Every entry must be duplicated precisely as written.

Rows from a dataset:

-=-=-=-=-

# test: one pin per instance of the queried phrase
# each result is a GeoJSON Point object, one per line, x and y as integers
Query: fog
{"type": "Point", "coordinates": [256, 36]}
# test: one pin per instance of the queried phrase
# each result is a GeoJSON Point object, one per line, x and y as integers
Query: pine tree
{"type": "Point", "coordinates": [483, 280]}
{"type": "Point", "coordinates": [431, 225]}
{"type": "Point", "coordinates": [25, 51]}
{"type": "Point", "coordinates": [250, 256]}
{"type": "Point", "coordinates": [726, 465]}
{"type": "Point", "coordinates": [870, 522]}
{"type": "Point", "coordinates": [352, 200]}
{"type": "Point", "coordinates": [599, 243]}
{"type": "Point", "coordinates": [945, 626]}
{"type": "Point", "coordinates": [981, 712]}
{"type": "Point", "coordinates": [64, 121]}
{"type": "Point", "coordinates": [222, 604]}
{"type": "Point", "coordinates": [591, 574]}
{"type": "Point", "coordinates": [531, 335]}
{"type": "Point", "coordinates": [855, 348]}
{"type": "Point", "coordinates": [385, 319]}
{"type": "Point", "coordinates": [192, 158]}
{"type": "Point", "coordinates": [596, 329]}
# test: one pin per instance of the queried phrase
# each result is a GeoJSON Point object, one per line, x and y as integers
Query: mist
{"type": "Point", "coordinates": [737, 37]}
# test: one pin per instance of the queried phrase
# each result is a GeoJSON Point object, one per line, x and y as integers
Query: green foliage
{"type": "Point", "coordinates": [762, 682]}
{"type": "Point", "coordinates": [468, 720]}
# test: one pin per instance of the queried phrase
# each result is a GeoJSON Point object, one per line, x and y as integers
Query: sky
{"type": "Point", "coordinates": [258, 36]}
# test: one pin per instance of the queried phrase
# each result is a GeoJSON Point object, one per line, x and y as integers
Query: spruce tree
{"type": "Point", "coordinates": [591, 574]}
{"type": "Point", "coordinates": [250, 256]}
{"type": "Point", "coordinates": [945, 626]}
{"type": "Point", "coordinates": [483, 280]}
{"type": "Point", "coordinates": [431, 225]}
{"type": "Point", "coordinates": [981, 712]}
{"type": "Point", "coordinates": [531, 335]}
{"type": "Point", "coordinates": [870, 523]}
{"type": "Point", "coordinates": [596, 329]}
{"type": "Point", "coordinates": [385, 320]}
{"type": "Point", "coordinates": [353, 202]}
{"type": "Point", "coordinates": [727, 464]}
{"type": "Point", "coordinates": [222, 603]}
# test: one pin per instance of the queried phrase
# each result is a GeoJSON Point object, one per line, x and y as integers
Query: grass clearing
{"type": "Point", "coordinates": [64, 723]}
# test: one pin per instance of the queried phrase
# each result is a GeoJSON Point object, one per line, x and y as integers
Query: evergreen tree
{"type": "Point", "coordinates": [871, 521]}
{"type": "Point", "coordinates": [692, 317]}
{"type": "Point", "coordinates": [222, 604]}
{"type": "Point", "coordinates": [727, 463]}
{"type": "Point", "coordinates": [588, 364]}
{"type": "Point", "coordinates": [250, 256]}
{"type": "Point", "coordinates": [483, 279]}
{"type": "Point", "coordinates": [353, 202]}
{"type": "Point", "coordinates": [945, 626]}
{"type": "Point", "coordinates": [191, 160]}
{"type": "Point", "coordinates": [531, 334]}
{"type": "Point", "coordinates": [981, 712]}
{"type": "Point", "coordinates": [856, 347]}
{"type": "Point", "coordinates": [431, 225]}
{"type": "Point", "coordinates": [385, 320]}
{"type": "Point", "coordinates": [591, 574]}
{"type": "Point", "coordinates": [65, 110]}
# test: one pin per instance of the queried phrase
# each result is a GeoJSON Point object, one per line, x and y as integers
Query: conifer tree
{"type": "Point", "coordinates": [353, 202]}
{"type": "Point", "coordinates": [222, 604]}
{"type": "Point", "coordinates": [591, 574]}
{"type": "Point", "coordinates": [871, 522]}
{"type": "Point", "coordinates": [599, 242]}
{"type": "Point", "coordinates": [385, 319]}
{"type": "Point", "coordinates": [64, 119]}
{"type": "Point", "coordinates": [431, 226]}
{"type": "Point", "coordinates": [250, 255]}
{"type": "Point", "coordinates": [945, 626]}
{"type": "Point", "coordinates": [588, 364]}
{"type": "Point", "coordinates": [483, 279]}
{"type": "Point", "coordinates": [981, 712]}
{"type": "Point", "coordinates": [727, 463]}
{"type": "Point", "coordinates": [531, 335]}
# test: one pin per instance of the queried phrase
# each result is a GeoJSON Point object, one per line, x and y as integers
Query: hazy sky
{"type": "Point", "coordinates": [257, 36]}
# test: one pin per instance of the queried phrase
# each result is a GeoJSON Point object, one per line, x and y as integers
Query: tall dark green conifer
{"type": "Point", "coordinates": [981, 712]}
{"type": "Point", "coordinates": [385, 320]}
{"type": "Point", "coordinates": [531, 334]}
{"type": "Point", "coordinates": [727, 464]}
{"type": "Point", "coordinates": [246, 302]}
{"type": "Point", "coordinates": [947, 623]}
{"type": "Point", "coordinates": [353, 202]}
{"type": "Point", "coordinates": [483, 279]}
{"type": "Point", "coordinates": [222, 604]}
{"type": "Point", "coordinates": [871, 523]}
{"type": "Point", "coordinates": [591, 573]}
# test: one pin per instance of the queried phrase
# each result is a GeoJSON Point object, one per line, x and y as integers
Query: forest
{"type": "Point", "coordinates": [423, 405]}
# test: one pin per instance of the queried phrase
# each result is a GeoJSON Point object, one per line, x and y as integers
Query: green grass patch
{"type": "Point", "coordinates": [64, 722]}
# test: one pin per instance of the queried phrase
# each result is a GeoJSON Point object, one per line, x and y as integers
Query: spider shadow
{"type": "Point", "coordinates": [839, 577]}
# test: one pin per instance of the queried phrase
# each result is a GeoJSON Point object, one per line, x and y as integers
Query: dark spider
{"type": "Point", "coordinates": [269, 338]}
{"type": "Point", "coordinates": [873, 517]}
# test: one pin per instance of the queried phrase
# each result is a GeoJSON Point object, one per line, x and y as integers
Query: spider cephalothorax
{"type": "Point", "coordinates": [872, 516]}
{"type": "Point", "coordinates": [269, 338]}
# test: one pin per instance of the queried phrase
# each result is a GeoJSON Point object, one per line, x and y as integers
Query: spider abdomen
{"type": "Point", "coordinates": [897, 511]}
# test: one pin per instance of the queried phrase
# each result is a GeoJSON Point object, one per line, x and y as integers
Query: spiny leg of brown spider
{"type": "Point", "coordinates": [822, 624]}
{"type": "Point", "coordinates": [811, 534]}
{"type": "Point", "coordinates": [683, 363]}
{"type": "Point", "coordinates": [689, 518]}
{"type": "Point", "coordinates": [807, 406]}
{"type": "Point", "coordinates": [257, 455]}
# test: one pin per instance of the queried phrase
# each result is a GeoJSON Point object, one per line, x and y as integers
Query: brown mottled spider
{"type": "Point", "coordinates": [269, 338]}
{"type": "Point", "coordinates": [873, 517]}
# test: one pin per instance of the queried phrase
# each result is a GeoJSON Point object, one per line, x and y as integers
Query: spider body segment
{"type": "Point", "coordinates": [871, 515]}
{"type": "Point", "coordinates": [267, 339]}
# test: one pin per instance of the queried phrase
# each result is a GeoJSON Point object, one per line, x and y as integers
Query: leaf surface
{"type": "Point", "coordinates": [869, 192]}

-=-=-=-=-

— OUTPUT OF THE EXERCISE —
# test: one pin per instance of the queried phrase
# each result is a GeoJSON Point object, one per line, x and y as integers
Query: fog
{"type": "Point", "coordinates": [256, 36]}
# test: one pin per instance of the queried phrase
# each result is a GeoJSON Point object, one per line, x and y as integers
Query: pine tree
{"type": "Point", "coordinates": [483, 280]}
{"type": "Point", "coordinates": [431, 225]}
{"type": "Point", "coordinates": [25, 51]}
{"type": "Point", "coordinates": [250, 256]}
{"type": "Point", "coordinates": [726, 465]}
{"type": "Point", "coordinates": [870, 522]}
{"type": "Point", "coordinates": [352, 200]}
{"type": "Point", "coordinates": [599, 243]}
{"type": "Point", "coordinates": [945, 626]}
{"type": "Point", "coordinates": [981, 712]}
{"type": "Point", "coordinates": [64, 121]}
{"type": "Point", "coordinates": [222, 604]}
{"type": "Point", "coordinates": [591, 574]}
{"type": "Point", "coordinates": [531, 335]}
{"type": "Point", "coordinates": [855, 348]}
{"type": "Point", "coordinates": [385, 319]}
{"type": "Point", "coordinates": [192, 158]}
{"type": "Point", "coordinates": [596, 329]}
# test: one pin per instance of the queried phrase
# each result is a GeoJSON Point object, one per line, x and y as integers
Query: mist
{"type": "Point", "coordinates": [737, 37]}
# test: one pin per instance of the queried phrase
# each result is a GeoJSON Point object, one per line, x and y as integers
Query: green foliage
{"type": "Point", "coordinates": [762, 682]}
{"type": "Point", "coordinates": [468, 720]}
# test: one pin per instance of the queried phrase
# each result is a GeoJSON Point object, one per line, x and y as integers
Query: sky
{"type": "Point", "coordinates": [258, 36]}
# test: one pin per instance of the queried phrase
# each result is a GeoJSON Point object, one per line, x and y as integers
Query: spruce tree
{"type": "Point", "coordinates": [591, 574]}
{"type": "Point", "coordinates": [250, 256]}
{"type": "Point", "coordinates": [945, 626]}
{"type": "Point", "coordinates": [483, 280]}
{"type": "Point", "coordinates": [431, 225]}
{"type": "Point", "coordinates": [981, 712]}
{"type": "Point", "coordinates": [531, 335]}
{"type": "Point", "coordinates": [870, 523]}
{"type": "Point", "coordinates": [596, 329]}
{"type": "Point", "coordinates": [385, 320]}
{"type": "Point", "coordinates": [353, 202]}
{"type": "Point", "coordinates": [727, 464]}
{"type": "Point", "coordinates": [222, 603]}
# test: one pin per instance of the queried phrase
# each result is a GeoJSON Point object, one per line, x and y as integers
Query: grass clearing
{"type": "Point", "coordinates": [64, 723]}
# test: one pin per instance of the queried phrase
# each result is a GeoJSON Point object, one per line, x and y as integers
Query: evergreen tree
{"type": "Point", "coordinates": [871, 521]}
{"type": "Point", "coordinates": [692, 317]}
{"type": "Point", "coordinates": [222, 604]}
{"type": "Point", "coordinates": [727, 463]}
{"type": "Point", "coordinates": [588, 364]}
{"type": "Point", "coordinates": [250, 256]}
{"type": "Point", "coordinates": [483, 279]}
{"type": "Point", "coordinates": [353, 202]}
{"type": "Point", "coordinates": [945, 626]}
{"type": "Point", "coordinates": [191, 160]}
{"type": "Point", "coordinates": [531, 334]}
{"type": "Point", "coordinates": [981, 712]}
{"type": "Point", "coordinates": [856, 347]}
{"type": "Point", "coordinates": [431, 225]}
{"type": "Point", "coordinates": [385, 320]}
{"type": "Point", "coordinates": [591, 574]}
{"type": "Point", "coordinates": [65, 110]}
# test: one pin per instance of the queried phrase
# each result is a GeoJSON Point object, one per line, x and y as integers
Query: conifer tree
{"type": "Point", "coordinates": [353, 202]}
{"type": "Point", "coordinates": [222, 604]}
{"type": "Point", "coordinates": [591, 574]}
{"type": "Point", "coordinates": [871, 522]}
{"type": "Point", "coordinates": [599, 242]}
{"type": "Point", "coordinates": [385, 319]}
{"type": "Point", "coordinates": [64, 119]}
{"type": "Point", "coordinates": [431, 226]}
{"type": "Point", "coordinates": [250, 255]}
{"type": "Point", "coordinates": [945, 626]}
{"type": "Point", "coordinates": [588, 364]}
{"type": "Point", "coordinates": [483, 279]}
{"type": "Point", "coordinates": [981, 712]}
{"type": "Point", "coordinates": [727, 463]}
{"type": "Point", "coordinates": [531, 335]}
# test: one pin per instance of the queried phrase
# each result is a GeoJSON Point object, one per line, x and y as integers
Query: hazy sky
{"type": "Point", "coordinates": [257, 36]}
# test: one pin per instance of the queried phrase
# each result is a GeoJSON Point object, one per line, x and y as integers
Query: tall dark green conifer
{"type": "Point", "coordinates": [981, 712]}
{"type": "Point", "coordinates": [385, 320]}
{"type": "Point", "coordinates": [531, 334]}
{"type": "Point", "coordinates": [727, 464]}
{"type": "Point", "coordinates": [246, 302]}
{"type": "Point", "coordinates": [947, 623]}
{"type": "Point", "coordinates": [353, 202]}
{"type": "Point", "coordinates": [483, 279]}
{"type": "Point", "coordinates": [222, 604]}
{"type": "Point", "coordinates": [871, 523]}
{"type": "Point", "coordinates": [591, 573]}
# test: one pin per instance of the queried phrase
# each result is a GeoJSON Point object, one per line, x and y as integers
Query: forest
{"type": "Point", "coordinates": [423, 405]}
# test: one pin per instance of the queried phrase
# each result is a GeoJSON Point object, one per line, x and y as integers
Query: green grass patch
{"type": "Point", "coordinates": [64, 722]}
# test: one pin per instance of the queried phrase
# each result is a GeoJSON Point object, one per line, x and y as integers
Query: spider shadow
{"type": "Point", "coordinates": [839, 577]}
# test: one pin per instance of the queried phrase
# each result is a GeoJSON Point object, one per line, x and y as integers
Query: dark spider
{"type": "Point", "coordinates": [269, 338]}
{"type": "Point", "coordinates": [873, 517]}
# test: one pin per instance of the queried phrase
# each result is a GeoJSON Point object, one per line, x and y as integers
Query: spider cephalothorax
{"type": "Point", "coordinates": [872, 516]}
{"type": "Point", "coordinates": [269, 338]}
# test: one pin per instance of the queried phrase
# each result is a GeoJSON Point object, one per line, x and y as integers
Query: spider abdomen
{"type": "Point", "coordinates": [897, 511]}
# test: one pin per instance of the queried phrase
# each result is a GeoJSON Point object, one per line, x and y as integers
Query: spiny leg of brown spider
{"type": "Point", "coordinates": [822, 624]}
{"type": "Point", "coordinates": [811, 534]}
{"type": "Point", "coordinates": [683, 363]}
{"type": "Point", "coordinates": [689, 518]}
{"type": "Point", "coordinates": [807, 406]}
{"type": "Point", "coordinates": [257, 455]}
# test: one pin per instance of the queried phrase
# each result is a GeoJSON Point object, one per line, x and y as integers
Query: brown mottled spider
{"type": "Point", "coordinates": [269, 338]}
{"type": "Point", "coordinates": [873, 517]}
# test: one pin per instance of the queried phrase
# each result is a GeoJSON Point object, one per line, x and y as integers
Query: spider body segment
{"type": "Point", "coordinates": [871, 515]}
{"type": "Point", "coordinates": [267, 339]}
# test: one pin per instance of the queried phrase
# each result is a GeoJSON Point object, one per line, x and y as integers
Query: leaf surface
{"type": "Point", "coordinates": [869, 192]}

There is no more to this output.